* ПРЕДОСТАВЛЕННЫЙ ОТРЫВОК
· · · ·

Вполне справедливо, что старший поучает младшего, но столь же оправданно и то, что младшие возмущаются на поучения [189] старших, невзирая на то, что в наставлениях последних могут действительно содержаться крупицы истины. Гений и ребенок — эгоистичны, что становится одной из отправных точек их саморазвития.

Неоднократно ставился риторический вопрос, что было бы, если бы детей с их творческими задатками, задатками, во многом пересекающимися с гениальностью, не подавляли в процессе воспитания, а погружали бы в среду, максимально благоприятствующую дальнейшему развитию этих качеств. Некоторые полагают, что в этом случае мы бы получили общество гениальных и одаренных личностей. Но такое предположение, похоже, все же сомнительно. Во-первых, в социально-практическом аспекте, так как трудно представить себе общество, допускающее такую концентрацию эгоцентризма. Это было бы нежизнеспособное общество, точнее, его вообще бы не было, так как не развиваемые существующие в самом человеке основания к синтезу, не позволяли бы осуществлять связь отдельных людей в сообщество и устанавливать в нем порядок. Видимо, мир, который бы наполняли одни гении, был бы аутентичным сумасшедшим домом или миром человеческих джунглей. В трансцендентальном отношении такое допущение вообще выглядит невероятным. Во-вторых, именно давление и противостояние есть те факторы, которые создают гению условия стать им. В страдании он сметает на своем пути все препятствия условностей, чтобы установить новый тип связи. В столкновении продуцируется и появляется новое. Одним из определений свободы как раз является ее негативное определение, которое включает в себя постоянное отрицание того, что было. Можно предположить, что чем сильнее давление, то тем сильнее противодействие для его преодоления возникает у по-настоящему талантливого человека. Отсутствие этого прессинга со стороны общества не только не производило бы на свет каждого гением, но, наоборот, скорей всего, снизило бы до нуля вероятность их появления.

Таким образом, общество, регламентируя, а значит, ограничивая, например, системой образования свободное развитие ребенка, не только предотвращает гипотетически угрожающий для него (общества) прирост гениев, нарушающий естественную селекционную программу социального организма, но тем самым подготавливает почву для их уникального взращивания.

Правда, потом за это все равно приходится расплачиваться. Известно, что созидательность творчества опосредована разрушением, [190] поэтому гений — всегда разрушитель устоявшегося, как и ребенок, который обуреваем тем же порывом (показателен так называемый «переходный» возраст) — проникнуть в таинственный мир актом его низвержения, чтобы из ничто, полученного разламыванием этого мира и тем самым познанным, что-то создать вновь (возрождающаяся птица Феникс). Ведь вполне естественно усомниться в том, что преподносится готовым, в том, что не тобою сотворено и не тобою постигнуто. Солипсизм ребенка и творца, а тем более гения, во многом близки, так как они пытаются настоять на воссоздании всего сущего из источника своей души и духа. Каприз или психическая неуравновешенность зачастую свидетельствуют о трудностях выполнения этого. Гений все стремится настроить на тот лад, который слышится ему, как наиболее гармоничный, упорядоченный его чувствованием жизни.

· · · ·

* ЗАДАНИЕ
Перепишите без изменений всё из отрывка о гении и ребенке, начиная со слов «Таким образом, общество, регламентируя, а» и ниже, вплоть до слов «их уникального взращивания.» включительно.

· · · ·

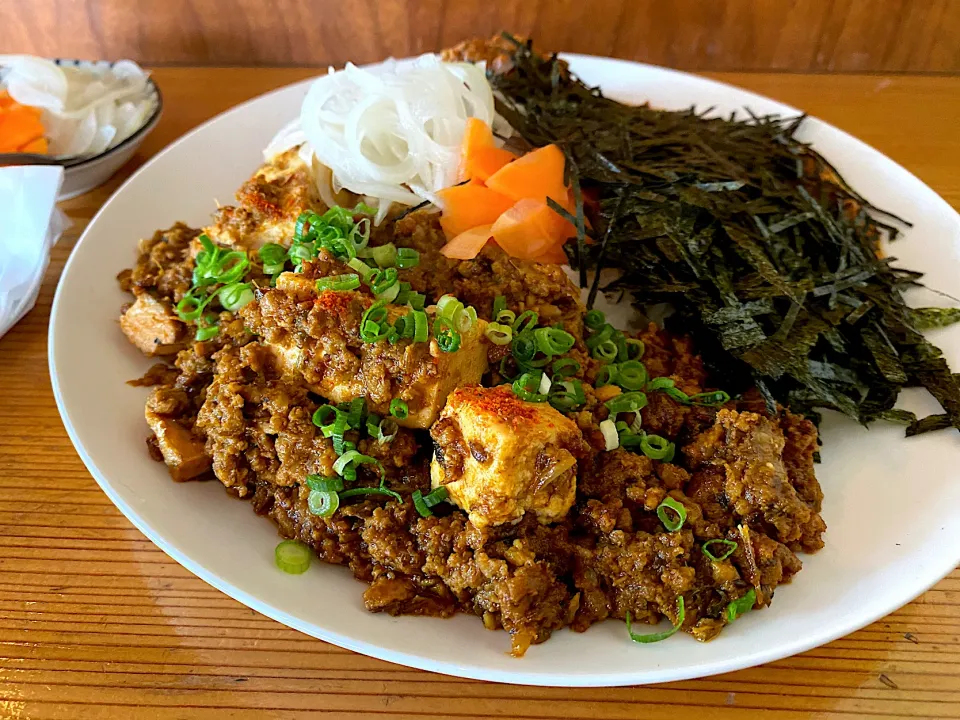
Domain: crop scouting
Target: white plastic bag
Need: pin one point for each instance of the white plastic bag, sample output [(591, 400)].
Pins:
[(30, 224)]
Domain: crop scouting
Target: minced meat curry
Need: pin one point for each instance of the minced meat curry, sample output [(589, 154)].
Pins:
[(544, 527)]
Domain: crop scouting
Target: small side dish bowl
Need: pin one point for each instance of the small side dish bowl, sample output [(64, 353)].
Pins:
[(84, 173)]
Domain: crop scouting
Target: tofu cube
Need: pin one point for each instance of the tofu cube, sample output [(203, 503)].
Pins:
[(153, 327), (183, 452), (500, 457)]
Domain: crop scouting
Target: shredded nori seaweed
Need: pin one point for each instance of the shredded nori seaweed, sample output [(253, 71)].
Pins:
[(770, 260)]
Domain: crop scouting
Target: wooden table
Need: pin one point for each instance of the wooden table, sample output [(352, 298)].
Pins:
[(97, 623)]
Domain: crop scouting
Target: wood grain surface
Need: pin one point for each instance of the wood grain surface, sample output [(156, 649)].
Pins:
[(796, 35), (97, 623)]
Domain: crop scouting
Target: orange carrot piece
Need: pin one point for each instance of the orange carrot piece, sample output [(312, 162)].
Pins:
[(480, 157), (469, 205), (18, 126), (468, 244), (537, 175), (37, 146), (529, 230)]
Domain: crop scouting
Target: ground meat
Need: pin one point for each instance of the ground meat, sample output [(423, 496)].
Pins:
[(248, 395)]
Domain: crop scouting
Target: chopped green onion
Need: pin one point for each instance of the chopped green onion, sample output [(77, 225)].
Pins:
[(670, 523), (567, 395), (606, 351), (399, 409), (657, 448), (292, 557), (322, 503), (420, 326), (527, 320), (551, 341), (355, 412), (740, 606), (607, 375), (657, 637), (610, 437), (635, 348), (594, 320), (382, 490), (362, 268), (324, 484), (730, 545), (350, 281), (420, 505), (526, 387), (386, 430), (565, 367), (498, 334), (447, 337), (631, 375), (407, 258), (626, 402), (382, 280), (352, 458), (384, 255), (235, 296), (499, 305), (717, 397)]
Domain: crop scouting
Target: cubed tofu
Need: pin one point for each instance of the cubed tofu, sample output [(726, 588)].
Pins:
[(334, 367), (183, 453), (153, 326), (500, 457)]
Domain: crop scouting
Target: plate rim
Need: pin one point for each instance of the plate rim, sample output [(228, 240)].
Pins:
[(468, 671)]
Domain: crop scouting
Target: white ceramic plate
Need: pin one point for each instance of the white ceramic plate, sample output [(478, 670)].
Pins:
[(892, 505)]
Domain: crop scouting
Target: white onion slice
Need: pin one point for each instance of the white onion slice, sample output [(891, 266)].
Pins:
[(391, 132)]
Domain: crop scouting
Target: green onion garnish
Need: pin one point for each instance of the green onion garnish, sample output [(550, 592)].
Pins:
[(657, 637), (323, 504), (292, 557), (527, 387), (606, 351), (631, 375), (324, 484), (594, 320), (447, 336), (660, 384), (740, 606), (399, 409), (717, 397), (670, 523), (235, 296), (385, 255), (730, 545), (498, 334), (527, 320), (407, 258), (657, 448), (626, 402), (350, 281), (551, 341)]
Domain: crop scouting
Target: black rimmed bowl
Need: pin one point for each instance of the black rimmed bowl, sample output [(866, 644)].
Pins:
[(84, 173)]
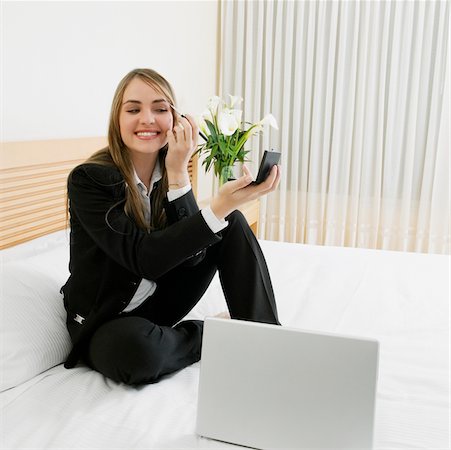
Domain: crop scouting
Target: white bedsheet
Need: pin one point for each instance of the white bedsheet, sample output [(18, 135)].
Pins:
[(401, 299)]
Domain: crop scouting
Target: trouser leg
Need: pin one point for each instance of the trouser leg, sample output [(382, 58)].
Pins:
[(243, 274), (142, 345), (133, 350)]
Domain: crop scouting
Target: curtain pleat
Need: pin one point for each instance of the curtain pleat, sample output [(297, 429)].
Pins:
[(361, 94)]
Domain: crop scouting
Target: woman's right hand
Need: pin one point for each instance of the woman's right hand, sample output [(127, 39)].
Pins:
[(234, 194)]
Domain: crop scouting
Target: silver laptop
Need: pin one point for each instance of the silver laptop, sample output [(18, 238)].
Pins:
[(271, 387)]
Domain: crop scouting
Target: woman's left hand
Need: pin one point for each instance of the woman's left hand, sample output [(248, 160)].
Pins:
[(182, 142)]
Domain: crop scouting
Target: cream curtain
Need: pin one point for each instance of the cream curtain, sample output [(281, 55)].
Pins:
[(361, 93)]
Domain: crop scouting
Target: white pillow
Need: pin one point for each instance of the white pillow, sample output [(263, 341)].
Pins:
[(33, 334)]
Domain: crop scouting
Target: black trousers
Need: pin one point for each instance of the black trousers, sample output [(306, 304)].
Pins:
[(142, 345)]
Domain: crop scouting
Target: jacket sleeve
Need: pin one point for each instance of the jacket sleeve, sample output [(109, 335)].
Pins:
[(96, 203)]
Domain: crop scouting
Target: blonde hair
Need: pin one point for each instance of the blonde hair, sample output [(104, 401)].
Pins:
[(117, 153)]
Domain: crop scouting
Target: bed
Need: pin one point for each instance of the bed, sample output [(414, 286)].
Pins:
[(401, 299)]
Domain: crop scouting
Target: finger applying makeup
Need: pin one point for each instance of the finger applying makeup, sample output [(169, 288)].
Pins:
[(202, 135)]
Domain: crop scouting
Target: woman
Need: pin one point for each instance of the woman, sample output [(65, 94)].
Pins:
[(141, 252)]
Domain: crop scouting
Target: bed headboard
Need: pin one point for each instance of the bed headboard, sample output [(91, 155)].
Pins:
[(33, 178)]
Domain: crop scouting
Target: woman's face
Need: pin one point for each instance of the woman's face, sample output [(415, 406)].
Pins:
[(144, 119)]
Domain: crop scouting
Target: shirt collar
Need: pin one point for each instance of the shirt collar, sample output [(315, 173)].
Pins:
[(156, 176)]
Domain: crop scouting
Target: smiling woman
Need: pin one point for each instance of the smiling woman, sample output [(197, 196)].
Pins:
[(143, 253)]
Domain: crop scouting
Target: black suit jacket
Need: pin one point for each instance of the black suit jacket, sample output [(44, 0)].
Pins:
[(109, 254)]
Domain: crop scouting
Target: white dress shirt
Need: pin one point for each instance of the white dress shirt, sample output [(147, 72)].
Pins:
[(147, 287)]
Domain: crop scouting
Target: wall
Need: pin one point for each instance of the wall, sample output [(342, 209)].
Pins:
[(61, 62)]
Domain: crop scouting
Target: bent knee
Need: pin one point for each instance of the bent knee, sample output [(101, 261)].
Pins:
[(128, 351)]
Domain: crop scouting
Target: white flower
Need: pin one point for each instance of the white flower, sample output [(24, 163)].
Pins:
[(213, 103), (229, 121), (270, 120), (202, 124), (235, 100)]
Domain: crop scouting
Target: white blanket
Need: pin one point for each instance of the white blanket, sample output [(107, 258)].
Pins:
[(401, 299)]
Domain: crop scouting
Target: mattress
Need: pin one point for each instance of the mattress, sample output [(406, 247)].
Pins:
[(400, 299)]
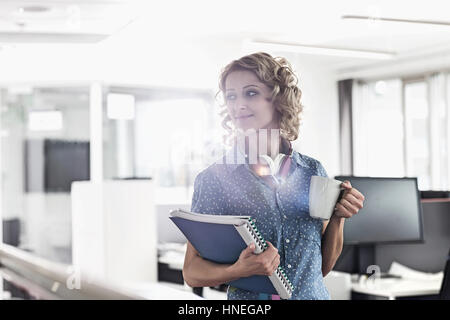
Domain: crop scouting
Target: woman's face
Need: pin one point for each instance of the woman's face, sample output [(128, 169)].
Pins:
[(249, 101)]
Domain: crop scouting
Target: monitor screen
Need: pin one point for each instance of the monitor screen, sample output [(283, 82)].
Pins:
[(65, 162), (392, 211)]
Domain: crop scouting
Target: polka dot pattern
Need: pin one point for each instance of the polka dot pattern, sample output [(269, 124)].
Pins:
[(281, 214)]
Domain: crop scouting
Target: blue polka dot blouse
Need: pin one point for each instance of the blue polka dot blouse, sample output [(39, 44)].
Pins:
[(281, 214)]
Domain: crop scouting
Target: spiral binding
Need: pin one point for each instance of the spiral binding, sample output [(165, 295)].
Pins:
[(263, 244)]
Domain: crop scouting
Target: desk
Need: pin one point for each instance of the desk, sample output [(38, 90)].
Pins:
[(393, 289)]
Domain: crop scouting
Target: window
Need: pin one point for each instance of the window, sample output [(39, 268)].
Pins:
[(401, 128)]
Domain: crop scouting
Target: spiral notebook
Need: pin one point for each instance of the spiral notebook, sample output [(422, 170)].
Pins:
[(221, 239)]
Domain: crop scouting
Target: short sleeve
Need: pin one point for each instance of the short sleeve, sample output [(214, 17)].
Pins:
[(321, 170), (208, 197)]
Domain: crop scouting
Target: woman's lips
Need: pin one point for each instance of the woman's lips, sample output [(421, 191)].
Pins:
[(244, 117)]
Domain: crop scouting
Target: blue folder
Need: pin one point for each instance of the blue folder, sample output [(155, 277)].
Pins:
[(222, 243)]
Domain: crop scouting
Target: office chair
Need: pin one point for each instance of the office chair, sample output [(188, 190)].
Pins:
[(445, 287)]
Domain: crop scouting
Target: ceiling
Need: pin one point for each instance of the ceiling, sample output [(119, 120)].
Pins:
[(218, 28)]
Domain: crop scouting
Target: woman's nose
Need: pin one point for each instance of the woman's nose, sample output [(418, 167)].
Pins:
[(241, 104)]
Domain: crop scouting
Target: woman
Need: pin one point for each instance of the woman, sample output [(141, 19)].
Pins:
[(261, 94)]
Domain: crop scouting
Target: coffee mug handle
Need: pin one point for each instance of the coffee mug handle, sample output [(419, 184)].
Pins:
[(341, 194)]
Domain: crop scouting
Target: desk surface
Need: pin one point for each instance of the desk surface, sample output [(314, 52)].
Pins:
[(393, 288)]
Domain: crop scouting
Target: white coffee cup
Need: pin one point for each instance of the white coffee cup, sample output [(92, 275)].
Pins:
[(323, 196)]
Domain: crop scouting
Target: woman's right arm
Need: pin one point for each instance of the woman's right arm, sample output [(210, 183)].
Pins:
[(198, 272)]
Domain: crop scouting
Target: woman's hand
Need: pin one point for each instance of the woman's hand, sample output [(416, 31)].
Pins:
[(264, 263), (352, 201)]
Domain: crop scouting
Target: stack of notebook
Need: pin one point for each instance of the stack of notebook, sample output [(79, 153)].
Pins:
[(221, 239)]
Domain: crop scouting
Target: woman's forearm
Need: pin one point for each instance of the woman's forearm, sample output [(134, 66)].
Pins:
[(203, 273), (332, 242)]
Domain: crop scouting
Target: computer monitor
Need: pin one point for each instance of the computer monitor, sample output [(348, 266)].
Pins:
[(391, 212)]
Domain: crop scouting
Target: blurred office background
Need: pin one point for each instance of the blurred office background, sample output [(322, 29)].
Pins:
[(122, 93)]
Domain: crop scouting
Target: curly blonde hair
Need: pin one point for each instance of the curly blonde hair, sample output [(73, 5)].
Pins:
[(278, 75)]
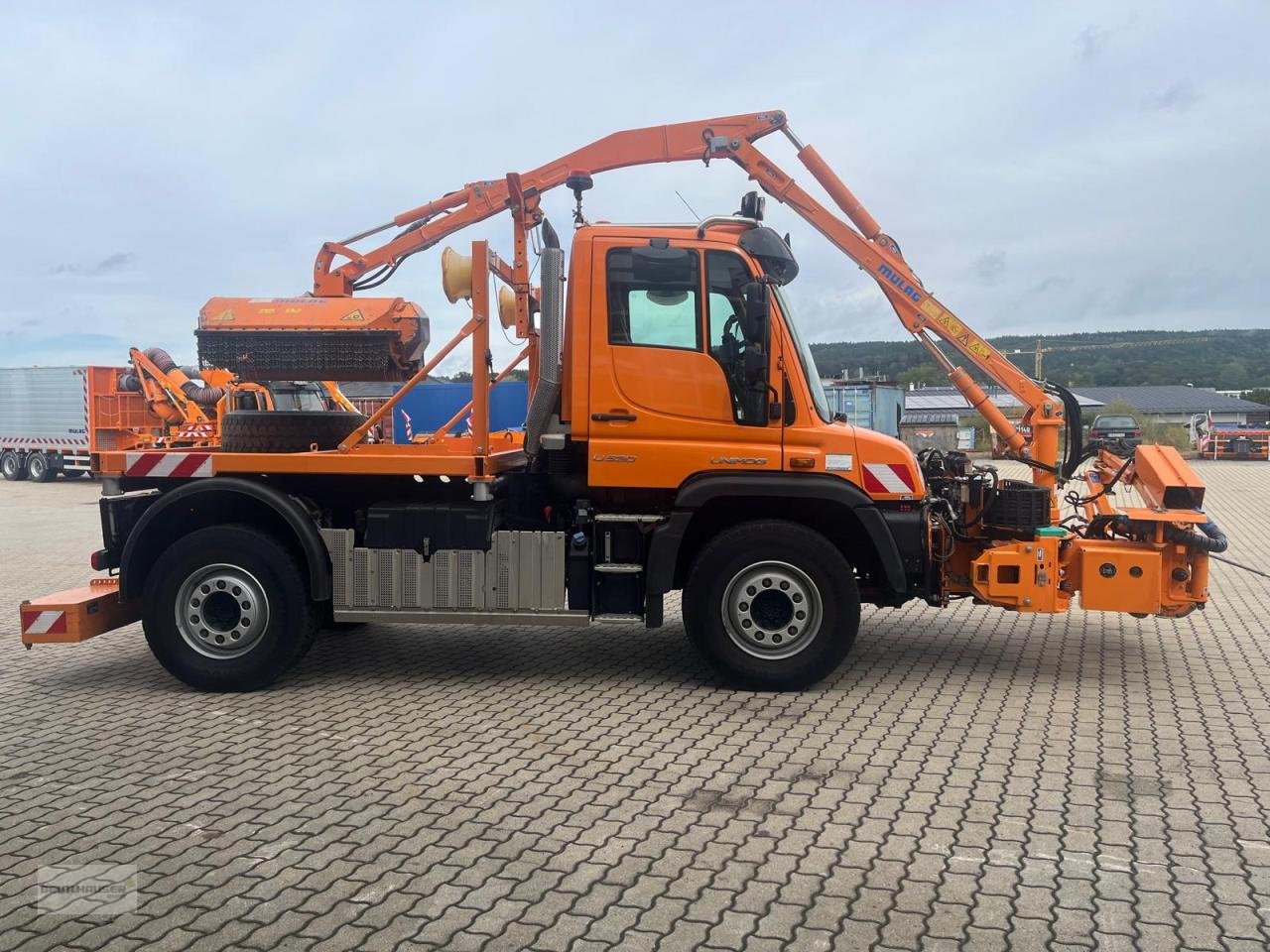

· · · ·

* ПИСЬМЕННЫЙ ОТВЕТ
Таким образом, общество, регламентируя, а значит, ограничивая, например, системой образования свободное развитие ребенка, не только предотвращает гипотетически угрожающий для него (общества) прирост гениев, нарушающий естественную селекционную программу социального организма, но тем самым подготавливает почву для их уникального взращивания.